Excerpts from point annotation data
— BEGIN —
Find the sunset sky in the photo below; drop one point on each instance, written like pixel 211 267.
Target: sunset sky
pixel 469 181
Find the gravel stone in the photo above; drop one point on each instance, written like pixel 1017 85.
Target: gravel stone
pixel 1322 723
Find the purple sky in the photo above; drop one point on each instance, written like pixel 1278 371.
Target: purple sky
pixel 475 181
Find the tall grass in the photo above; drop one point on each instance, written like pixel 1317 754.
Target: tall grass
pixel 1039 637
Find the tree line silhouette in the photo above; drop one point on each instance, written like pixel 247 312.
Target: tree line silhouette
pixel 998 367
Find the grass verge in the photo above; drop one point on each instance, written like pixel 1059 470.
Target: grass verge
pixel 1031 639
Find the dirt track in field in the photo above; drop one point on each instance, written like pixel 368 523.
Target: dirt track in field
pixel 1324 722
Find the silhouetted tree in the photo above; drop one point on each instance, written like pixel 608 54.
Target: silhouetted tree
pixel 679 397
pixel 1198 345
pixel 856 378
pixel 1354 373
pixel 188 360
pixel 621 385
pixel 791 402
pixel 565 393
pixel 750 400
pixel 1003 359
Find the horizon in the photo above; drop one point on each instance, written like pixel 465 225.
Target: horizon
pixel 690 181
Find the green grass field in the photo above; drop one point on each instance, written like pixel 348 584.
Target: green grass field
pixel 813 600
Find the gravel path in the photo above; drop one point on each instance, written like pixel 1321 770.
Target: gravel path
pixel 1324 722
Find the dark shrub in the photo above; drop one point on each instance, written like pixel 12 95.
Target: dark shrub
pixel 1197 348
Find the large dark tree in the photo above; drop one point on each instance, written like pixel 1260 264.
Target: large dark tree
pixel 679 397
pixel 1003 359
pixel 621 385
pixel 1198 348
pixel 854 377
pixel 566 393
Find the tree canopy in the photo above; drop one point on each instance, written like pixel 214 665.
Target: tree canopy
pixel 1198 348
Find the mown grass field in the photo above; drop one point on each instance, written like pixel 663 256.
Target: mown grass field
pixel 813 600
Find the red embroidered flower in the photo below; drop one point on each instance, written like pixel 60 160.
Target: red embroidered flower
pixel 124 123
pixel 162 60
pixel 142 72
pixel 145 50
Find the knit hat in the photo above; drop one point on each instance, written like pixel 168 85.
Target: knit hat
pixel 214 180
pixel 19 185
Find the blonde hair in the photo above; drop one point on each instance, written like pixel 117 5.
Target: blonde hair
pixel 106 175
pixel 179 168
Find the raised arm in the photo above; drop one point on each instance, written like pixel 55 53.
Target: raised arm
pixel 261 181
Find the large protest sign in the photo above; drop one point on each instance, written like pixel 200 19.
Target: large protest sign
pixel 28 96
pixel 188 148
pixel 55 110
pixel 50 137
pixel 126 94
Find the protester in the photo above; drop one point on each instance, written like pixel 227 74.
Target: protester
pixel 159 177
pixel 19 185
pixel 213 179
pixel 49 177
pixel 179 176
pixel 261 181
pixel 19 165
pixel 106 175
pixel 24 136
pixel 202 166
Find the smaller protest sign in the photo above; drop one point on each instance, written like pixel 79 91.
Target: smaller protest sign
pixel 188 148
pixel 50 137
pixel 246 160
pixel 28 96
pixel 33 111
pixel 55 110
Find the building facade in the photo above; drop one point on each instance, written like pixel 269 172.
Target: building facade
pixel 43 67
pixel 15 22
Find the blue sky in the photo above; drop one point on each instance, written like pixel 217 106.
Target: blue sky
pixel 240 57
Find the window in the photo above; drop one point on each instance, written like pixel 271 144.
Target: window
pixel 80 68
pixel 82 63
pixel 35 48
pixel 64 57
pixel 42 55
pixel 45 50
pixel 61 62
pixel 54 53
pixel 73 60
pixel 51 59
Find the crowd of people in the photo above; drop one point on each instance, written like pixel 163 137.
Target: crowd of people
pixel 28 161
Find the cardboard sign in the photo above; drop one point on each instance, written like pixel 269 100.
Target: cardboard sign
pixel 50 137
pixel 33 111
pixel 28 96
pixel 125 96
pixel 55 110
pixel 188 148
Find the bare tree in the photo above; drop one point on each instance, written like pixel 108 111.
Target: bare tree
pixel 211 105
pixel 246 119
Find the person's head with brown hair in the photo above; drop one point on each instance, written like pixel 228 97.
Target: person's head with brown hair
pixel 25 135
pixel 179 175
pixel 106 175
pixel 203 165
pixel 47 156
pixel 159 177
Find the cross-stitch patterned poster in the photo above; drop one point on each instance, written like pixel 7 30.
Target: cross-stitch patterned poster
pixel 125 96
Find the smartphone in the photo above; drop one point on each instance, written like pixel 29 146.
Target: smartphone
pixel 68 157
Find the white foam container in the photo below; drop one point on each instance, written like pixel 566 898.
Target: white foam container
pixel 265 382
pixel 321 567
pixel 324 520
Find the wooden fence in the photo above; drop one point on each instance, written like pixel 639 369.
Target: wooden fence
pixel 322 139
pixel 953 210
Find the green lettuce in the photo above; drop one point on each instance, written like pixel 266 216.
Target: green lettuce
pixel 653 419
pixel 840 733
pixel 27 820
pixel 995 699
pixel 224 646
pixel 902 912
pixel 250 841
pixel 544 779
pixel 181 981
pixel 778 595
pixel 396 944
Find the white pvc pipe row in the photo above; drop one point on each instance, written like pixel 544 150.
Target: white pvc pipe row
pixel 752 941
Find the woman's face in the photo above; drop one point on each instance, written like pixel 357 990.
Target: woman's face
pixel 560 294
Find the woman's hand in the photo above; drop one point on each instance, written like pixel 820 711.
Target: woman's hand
— END —
Please change "drop one point on each instance" to "mark every instance with a single point" everywhere it occurs in the rows above, leaving everything else the same.

Find the sunset sky in the photo below; mark every instance with a single point, written like pixel 211 267.
Target: sunset sky
pixel 469 181
Find the gravel stone in the photo above; mark every instance with a single point, written like pixel 1017 85.
Target: gravel stone
pixel 1322 723
Find the purple sky in the photo above; mark every instance with a single point, written like pixel 1278 371.
Target: purple sky
pixel 475 181
Find the tall grass in the photo above; mark every instance with a single point, written like pixel 1317 754.
Target: tall grass
pixel 1039 637
Find the tree line silhouette in the photo above; mark every instance with a single point, written like pixel 247 312.
Target: tree line silhouette
pixel 998 367
Find the grass verge in the photo above; mark every instance with a single point, written like pixel 1059 470.
Target: grass verge
pixel 1031 639
Find the dirt track in field in the photo above; mark every instance with a single point, written like pixel 368 523.
Target: dirt track in field
pixel 1324 722
Find the silhouetted tree in the photo above; mark every instance with a single point, written like pixel 608 54.
Target: silhouetted tree
pixel 679 397
pixel 1198 345
pixel 856 378
pixel 1354 373
pixel 188 360
pixel 621 385
pixel 791 402
pixel 565 393
pixel 750 400
pixel 1003 359
Find the horizon in the photo above; mark every instance with a single point, written like pixel 465 225.
Target: horizon
pixel 690 181
Find the green grass field in the photo above; mark every instance with a single point, written like pixel 348 584.
Target: green grass field
pixel 813 600
Find the gravel path in the photo above; mark every instance with a single point, written like pixel 1321 770.
Target: gravel path
pixel 1324 722
Find the dark shrub in the photo above; mark every instance with a single point, written like pixel 12 95.
Target: dark shrub
pixel 1197 348
Find the large dark tree in the photo above; mark every instance with a single point, written like pixel 1260 264.
Target: large dark tree
pixel 679 397
pixel 1003 359
pixel 621 385
pixel 1198 348
pixel 854 377
pixel 566 393
Find the tree canopy in the photo above; mark every instance with a single point, written like pixel 214 665.
Target: tree canopy
pixel 1198 348
Find the mown grass field in the photo above; mark every instance with a single point, written like pixel 663 256.
Target: mown grass field
pixel 813 600
Find the red embroidered flower in the photo below; mark every instance with a single point, written like pixel 60 160.
Target: red embroidered flower
pixel 124 123
pixel 162 60
pixel 142 72
pixel 145 50
Find the knit hat in the photo above; mark every instance with a single point, written like pixel 168 85.
Target: knit hat
pixel 214 180
pixel 19 185
Find the blonde hair in the photo above; mark every instance with a single point, written like pixel 117 5.
Target: blonde hair
pixel 106 175
pixel 179 168
Find the raised arm in the photo above; mark every instance with a single point, written like pixel 55 53.
Target: raised arm
pixel 261 181
Find the large protest sign in the photo above; mark every instance with a single point, written like pixel 200 19.
Target: large protest sign
pixel 28 96
pixel 188 148
pixel 55 110
pixel 50 137
pixel 126 94
Find the protester in the photo above; mark every instance with a single point, written like pixel 227 74.
Target: protester
pixel 159 177
pixel 19 185
pixel 213 179
pixel 49 177
pixel 179 176
pixel 261 181
pixel 19 165
pixel 106 175
pixel 24 136
pixel 202 166
Find the smaller protest sign in the photo above; mark every instance with a single point, written like pixel 79 91.
Target: smaller protest sign
pixel 188 148
pixel 50 137
pixel 246 160
pixel 28 96
pixel 33 111
pixel 55 110
Find the building facade in the photo above; mark every instance with a single point, written like pixel 269 172.
Target: building facade
pixel 43 67
pixel 15 22
Find the blue sky in the photo above; mark every instance with a single point, written like pixel 217 106.
Target: blue sky
pixel 240 57
Find the window in the photo above; mark every instance with a single point, written like pixel 271 144.
Target: window
pixel 80 68
pixel 82 63
pixel 35 48
pixel 64 57
pixel 42 55
pixel 45 50
pixel 61 62
pixel 54 53
pixel 73 60
pixel 51 59
Find the crowd of people in the photo above; mark every instance with a single point, written like pixel 163 137.
Target: crowd of people
pixel 28 161
Find the cardboard sign in the photo above; mark every instance with a single point, written like pixel 269 100.
Target: cardboard sign
pixel 50 137
pixel 33 111
pixel 28 96
pixel 125 96
pixel 55 110
pixel 188 148
Find the bare tree in the photo above; mark every instance with a single point, written like pixel 108 111.
Target: bare tree
pixel 211 105
pixel 246 119
Find the person's head with brown hair in the photo above; mark every instance with a single point, written like pixel 228 97.
Target: person's head with brown hair
pixel 25 135
pixel 179 175
pixel 106 175
pixel 203 165
pixel 47 156
pixel 159 177
Find the cross-stitch patterned poster in the photo above; mark every instance with a single point, written like pixel 7 30.
Target: cross-stitch patterned poster
pixel 125 96
Find the smartphone in the photo above; mark every instance with a single point, written like pixel 29 146.
Target: smartphone
pixel 68 157
Find the white foam container in the photo below; mark every instance with a single point, written like pixel 566 898.
Target: white foam container
pixel 265 382
pixel 321 567
pixel 324 520
Find the wooden fence in the photo above; mark every instance with a single point, written like pixel 639 369.
Target: wooden fence
pixel 322 139
pixel 953 210
Find the green lettuce in the photo above; mark every instance with a single point, written like pixel 266 216.
Target: green lettuce
pixel 653 419
pixel 840 733
pixel 27 820
pixel 995 699
pixel 224 646
pixel 902 912
pixel 250 841
pixel 544 779
pixel 181 981
pixel 778 595
pixel 396 944
Find the white pvc pipe row in the photo above; mark every instance with a single point, written like pixel 544 150.
Target: white pvc pipe row
pixel 752 941
Find the woman's face in the photo above; mark every instance with a single point, written like pixel 357 990.
Target: woman's face
pixel 560 294
Find the woman's hand in the photo above; mark every instance with a single point, written like pixel 820 711.
Target: woman's hand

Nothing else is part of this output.